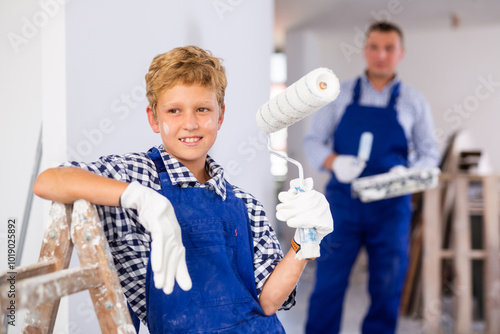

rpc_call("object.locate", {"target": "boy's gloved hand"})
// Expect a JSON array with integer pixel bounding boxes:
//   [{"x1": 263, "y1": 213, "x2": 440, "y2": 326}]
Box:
[
  {"x1": 332, "y1": 155, "x2": 366, "y2": 183},
  {"x1": 120, "y1": 181, "x2": 192, "y2": 294},
  {"x1": 276, "y1": 178, "x2": 333, "y2": 258}
]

→ The task: Give back each entry exactly as it appears. Leave pictures out.

→ Completed exercise:
rpc_call("object.locate", {"target": "boy's gloved hand"})
// Expect a JSON array with integer pixel bounding boxes:
//   [{"x1": 263, "y1": 213, "x2": 440, "y2": 326}]
Box:
[
  {"x1": 332, "y1": 155, "x2": 366, "y2": 183},
  {"x1": 120, "y1": 181, "x2": 192, "y2": 294},
  {"x1": 276, "y1": 178, "x2": 333, "y2": 258}
]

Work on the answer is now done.